* [Challenge]
Pick up the page on reordering and adding state variables and keep writing it from the point where it stops.

* [Extracted text]
Reorder fields in a state variable

You can reorder fields in a state variable, including when you are adding or removing existing fields. Fields in state variables are matched by name, not position.

Examples of reordering fields in a state variable

Scala
// Initial run with fields in original order
case class StateV1(value1: Integer, value2: String)

class ProcessorV1 extends StatefulProcessor[String, String, String] {
@transient var state: ValueState[StateV1] = _

override def init(outputMode: OutputMode, timeMode: TimeMode): Unit = {
state = getHandle.getValueState[StateV1](
"testState",
Encoders.product[StateV1],
TTLConfig.NONE)
}

override def handleInputRows(
key: String,
inputRows: Iterator[String],
timerValues: TimerValues): Iterator[String] = {
rows.map { value =>
state.update(StateV1(value.toInt, s"metadata-${value}"))
value
}
}
}

// Later run with reordered fields
case class StateV2(value2: String, value1: Integer)

class ProcessorV2 extends StatefulProcessor[String, String, String] {
@transient var state: ValueState[StateV2] = _

override def init(outputMode: OutputMode, timeMode: TimeMode): Unit = {
state = getHandle.getValueState[StateV2](
"testState",
Encoders.product[StateV2],
TTLConfig.NONE)
}

override def handleInputRows(
key: String,
inputRows: Iterator[String],
timerValues: TimerValues): Iterator[String] = {
rows.map { value =>
// When reading state written with StateV1(1, "metadata-1"),
// it will be automatically converted to StateV2("metadata-1", 1)
val currentState = state.get()
state.update(StateV2(s"new-metadata-${value}", value.toInt))
value
}
}
}

Add a state variable to a stateful application

We can also add state variables in between query runs.

Note: This pattern does not require an Avro encoder and is support by all transformWithState applications.

Example of adding a state variable to a stateful application

Scala
// Initial run with fields in original order
case class StateV1(value1: Integer, value2: String)

class ProcessorV1 extends StatefulProcessor[String, String, String] {
@transient var state1: ValueState[StateV1] = _

override def init(outputMode: OutputMode, timeMode: TimeMode): Unit = {
state1 = getHandle.getValueState[StateV1](
"testState1",
Encoders.product[StateV1],
TTLConfig.NONE)

* [Data entries]

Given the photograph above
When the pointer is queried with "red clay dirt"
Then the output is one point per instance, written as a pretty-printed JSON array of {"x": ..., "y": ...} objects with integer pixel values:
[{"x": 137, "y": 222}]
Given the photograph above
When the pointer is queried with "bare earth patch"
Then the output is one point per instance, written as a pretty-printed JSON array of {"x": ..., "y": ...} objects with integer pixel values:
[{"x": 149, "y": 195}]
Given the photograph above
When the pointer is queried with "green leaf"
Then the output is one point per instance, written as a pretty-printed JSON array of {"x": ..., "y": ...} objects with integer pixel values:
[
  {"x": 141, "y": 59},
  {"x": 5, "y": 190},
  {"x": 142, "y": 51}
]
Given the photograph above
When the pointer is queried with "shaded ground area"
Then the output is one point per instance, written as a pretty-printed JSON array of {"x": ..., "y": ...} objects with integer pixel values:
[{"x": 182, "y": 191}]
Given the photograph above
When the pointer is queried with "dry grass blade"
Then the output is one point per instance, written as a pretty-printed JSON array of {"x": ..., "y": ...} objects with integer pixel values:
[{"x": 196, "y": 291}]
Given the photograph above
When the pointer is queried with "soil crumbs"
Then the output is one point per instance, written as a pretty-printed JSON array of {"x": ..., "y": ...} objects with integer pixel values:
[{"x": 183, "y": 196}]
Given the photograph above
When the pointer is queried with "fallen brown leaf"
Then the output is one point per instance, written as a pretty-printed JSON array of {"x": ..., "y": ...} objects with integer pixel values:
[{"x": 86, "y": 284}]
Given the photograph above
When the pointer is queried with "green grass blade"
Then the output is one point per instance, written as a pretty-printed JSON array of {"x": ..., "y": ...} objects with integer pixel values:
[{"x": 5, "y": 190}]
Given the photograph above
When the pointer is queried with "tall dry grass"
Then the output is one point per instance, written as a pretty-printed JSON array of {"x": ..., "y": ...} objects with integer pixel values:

* [Answer for this exercise]
}

override def handleInputRows(
key: String,
inputRows: Iterator[String],
timerValues: TimerValues): Iterator[String] = {
rows.map { value =>
state1.update(StateV1(value.toInt, s"metadata-${value}"))
value
}
}
}

case class StateV2(value1: String, value2: Integer)

class ProcessorV2 extends StatefulProcessor[String, String, String] {
@transient var state1: ValueState[StateV1] = _
@transient var state2: ValueState[StateV2] = _

override def init(outputMode: OutputMode, timeMode: TimeMode): Unit = {
state1 = getHandle.getValueState[StateV1](
"testState1",
Encoders.product[StateV1],
TTLConfig.NONE)
state2 = getHandle.getValueState[StateV2](
"testState2",
Encoders.product[StateV2],
TTLConfig.NONE)
}

override def handleInputRows(
key: String,
inputRows: Iterator[String],
timerValues: TimerValues): Iterator[String] = {
rows.map { value =>
state1.update(StateV1(value.toInt, s"metadata-${value}"))
val currentState2 = state2.get()
state2.update(StateV2(s"new-metadata-${value}", value.toInt))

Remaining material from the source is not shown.